### Pointing and labeling entries
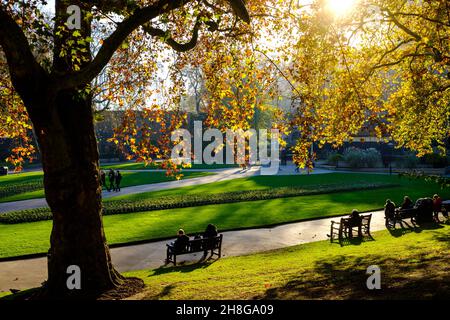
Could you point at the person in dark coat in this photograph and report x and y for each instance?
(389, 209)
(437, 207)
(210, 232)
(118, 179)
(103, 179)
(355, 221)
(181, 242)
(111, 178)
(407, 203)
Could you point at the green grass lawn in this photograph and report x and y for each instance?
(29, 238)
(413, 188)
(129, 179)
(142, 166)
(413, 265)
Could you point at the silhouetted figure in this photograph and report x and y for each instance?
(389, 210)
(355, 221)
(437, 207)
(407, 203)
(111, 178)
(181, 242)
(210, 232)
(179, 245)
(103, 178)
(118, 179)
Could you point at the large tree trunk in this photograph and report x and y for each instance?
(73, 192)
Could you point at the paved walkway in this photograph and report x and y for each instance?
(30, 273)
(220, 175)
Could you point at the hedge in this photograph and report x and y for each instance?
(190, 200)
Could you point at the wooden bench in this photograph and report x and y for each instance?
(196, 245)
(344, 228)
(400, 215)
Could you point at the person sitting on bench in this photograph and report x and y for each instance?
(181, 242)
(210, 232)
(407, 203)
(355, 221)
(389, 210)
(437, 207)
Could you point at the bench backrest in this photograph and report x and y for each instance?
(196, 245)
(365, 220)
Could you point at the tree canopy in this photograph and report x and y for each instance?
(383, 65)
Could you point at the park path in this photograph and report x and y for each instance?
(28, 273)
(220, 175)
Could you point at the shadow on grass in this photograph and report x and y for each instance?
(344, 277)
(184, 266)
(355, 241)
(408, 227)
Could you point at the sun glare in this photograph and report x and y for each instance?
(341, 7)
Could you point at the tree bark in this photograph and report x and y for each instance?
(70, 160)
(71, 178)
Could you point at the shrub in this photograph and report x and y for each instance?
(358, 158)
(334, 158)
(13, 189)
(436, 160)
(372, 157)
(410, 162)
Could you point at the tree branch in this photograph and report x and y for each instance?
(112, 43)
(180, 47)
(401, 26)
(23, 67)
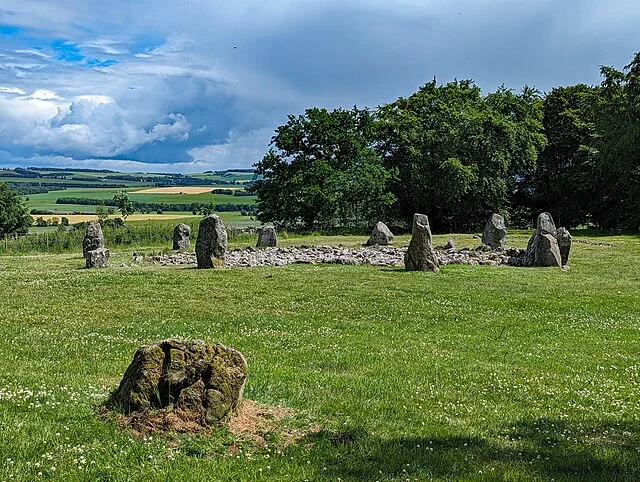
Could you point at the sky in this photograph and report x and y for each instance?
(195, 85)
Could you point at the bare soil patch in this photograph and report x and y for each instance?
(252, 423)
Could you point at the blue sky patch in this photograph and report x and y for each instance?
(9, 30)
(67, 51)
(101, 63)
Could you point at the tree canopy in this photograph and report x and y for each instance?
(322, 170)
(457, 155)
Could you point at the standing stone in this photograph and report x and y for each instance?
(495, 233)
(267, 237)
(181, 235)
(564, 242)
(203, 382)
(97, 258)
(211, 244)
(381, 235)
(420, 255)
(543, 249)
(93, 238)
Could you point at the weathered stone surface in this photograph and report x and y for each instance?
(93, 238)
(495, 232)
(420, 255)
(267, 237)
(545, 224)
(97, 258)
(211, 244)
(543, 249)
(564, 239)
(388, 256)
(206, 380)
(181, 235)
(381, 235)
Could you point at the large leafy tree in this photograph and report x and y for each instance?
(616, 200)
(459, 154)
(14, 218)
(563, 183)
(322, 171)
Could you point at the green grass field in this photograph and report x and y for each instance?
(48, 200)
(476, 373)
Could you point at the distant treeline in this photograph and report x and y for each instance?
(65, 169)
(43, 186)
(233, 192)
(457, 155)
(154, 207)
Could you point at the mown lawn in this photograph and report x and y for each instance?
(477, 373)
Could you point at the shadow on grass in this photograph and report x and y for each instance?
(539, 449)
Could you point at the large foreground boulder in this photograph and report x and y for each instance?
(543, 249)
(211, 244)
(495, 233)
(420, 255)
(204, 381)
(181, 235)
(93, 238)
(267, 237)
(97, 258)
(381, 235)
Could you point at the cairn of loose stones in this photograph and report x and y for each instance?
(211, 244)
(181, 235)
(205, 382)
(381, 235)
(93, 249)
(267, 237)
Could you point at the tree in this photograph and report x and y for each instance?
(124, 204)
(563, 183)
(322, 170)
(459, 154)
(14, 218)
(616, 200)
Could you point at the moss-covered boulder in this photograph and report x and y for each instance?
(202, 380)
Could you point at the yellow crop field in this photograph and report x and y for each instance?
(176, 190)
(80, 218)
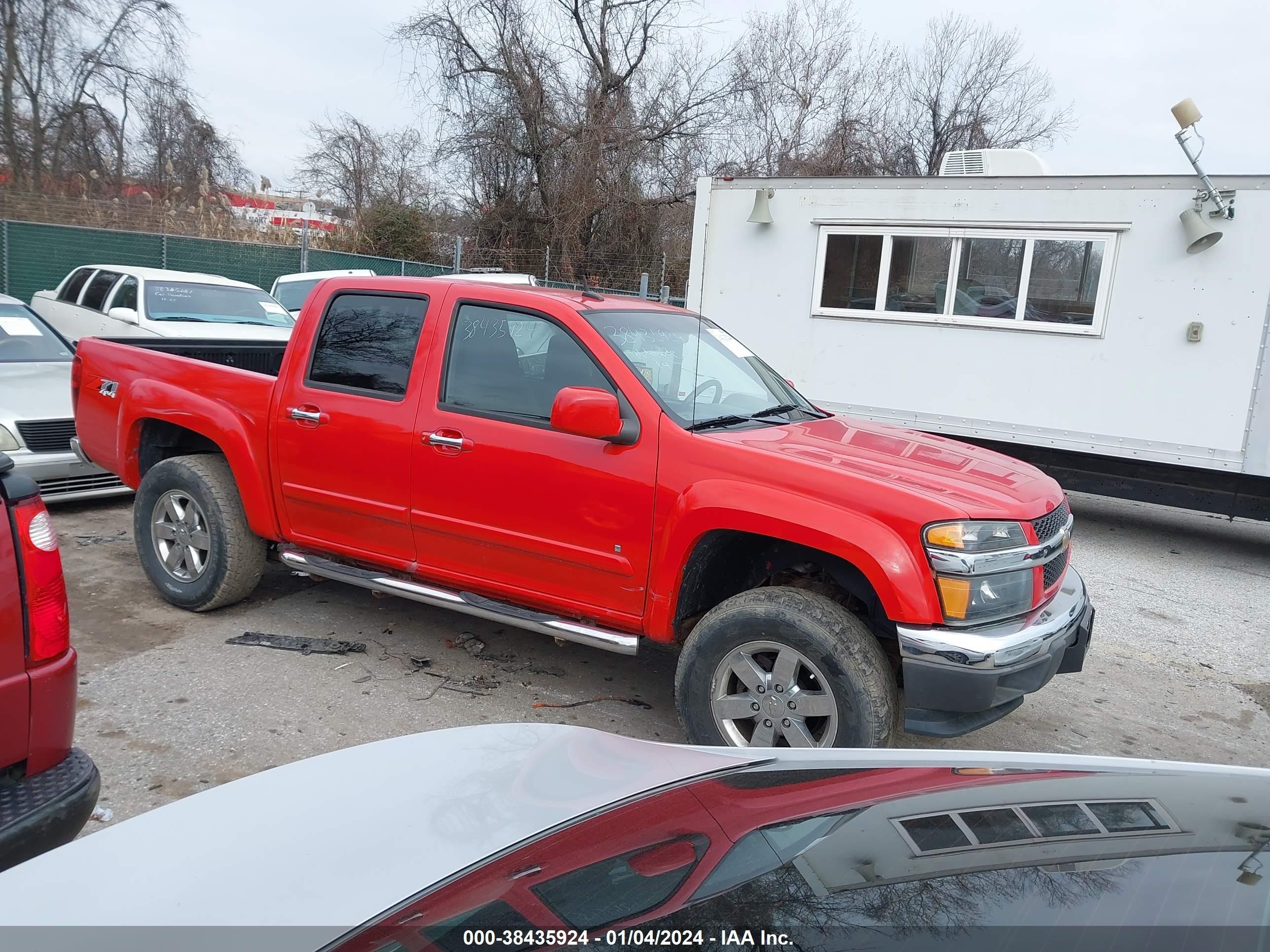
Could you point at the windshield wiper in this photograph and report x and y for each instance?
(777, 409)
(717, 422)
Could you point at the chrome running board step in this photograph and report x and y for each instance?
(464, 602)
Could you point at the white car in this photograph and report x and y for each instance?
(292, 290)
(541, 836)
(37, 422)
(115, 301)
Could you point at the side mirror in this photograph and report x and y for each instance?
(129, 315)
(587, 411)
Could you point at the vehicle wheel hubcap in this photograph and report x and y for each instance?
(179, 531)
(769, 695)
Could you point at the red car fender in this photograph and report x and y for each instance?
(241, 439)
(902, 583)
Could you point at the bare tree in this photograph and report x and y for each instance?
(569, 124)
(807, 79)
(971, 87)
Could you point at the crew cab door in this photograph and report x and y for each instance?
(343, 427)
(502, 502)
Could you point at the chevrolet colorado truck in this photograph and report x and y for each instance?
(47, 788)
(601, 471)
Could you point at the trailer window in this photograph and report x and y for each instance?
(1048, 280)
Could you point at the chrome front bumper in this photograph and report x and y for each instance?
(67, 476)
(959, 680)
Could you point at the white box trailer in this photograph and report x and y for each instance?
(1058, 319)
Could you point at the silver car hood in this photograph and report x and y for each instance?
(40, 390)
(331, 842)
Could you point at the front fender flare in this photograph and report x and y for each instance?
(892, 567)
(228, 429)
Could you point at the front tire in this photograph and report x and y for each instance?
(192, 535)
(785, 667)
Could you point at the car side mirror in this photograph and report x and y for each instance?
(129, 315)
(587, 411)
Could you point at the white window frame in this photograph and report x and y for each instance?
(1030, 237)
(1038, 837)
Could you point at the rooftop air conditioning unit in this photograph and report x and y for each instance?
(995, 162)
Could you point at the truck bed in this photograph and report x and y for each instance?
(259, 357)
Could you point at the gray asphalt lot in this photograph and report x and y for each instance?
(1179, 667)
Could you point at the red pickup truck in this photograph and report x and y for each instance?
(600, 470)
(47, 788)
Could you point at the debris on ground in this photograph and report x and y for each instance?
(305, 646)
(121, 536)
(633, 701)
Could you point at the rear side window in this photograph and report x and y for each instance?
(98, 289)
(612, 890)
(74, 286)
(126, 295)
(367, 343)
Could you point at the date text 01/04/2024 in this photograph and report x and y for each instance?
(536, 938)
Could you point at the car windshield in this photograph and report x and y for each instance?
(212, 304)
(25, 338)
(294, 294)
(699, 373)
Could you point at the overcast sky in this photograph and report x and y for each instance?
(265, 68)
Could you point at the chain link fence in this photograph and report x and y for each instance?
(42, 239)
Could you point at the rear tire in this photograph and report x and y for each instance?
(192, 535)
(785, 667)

### GOAL OF THE EXERCISE
The line containing "Could you point at the red pickup" and every line after it, through the end of the records, should be repeated exactly and alone.

### RESULT OF THIS EXERCISE
Could you point at the red pickup truck in this photograph and report x and y for each instance?
(600, 470)
(47, 788)
Could you point at the debris on ground in this photograph and report x and y for each instance?
(305, 646)
(121, 536)
(633, 701)
Could you point at the rear side window in this photograph and report x and y for each instance?
(98, 289)
(612, 890)
(74, 286)
(126, 295)
(367, 343)
Could you point at the date text 01/04/2024 in this photograph and report x and y for each instance?
(536, 938)
Could you point at the car windshield in this photograph and report x and y for each instance?
(212, 304)
(25, 338)
(294, 294)
(699, 373)
Could you point at the overcast sky in this photograph and report x and y for each instance?
(265, 68)
Could you point at the chain link fence in this photograph and report x and y for each instance?
(42, 239)
Could you point at the rear tire in this photograph and report x and y for each instance?
(192, 535)
(785, 667)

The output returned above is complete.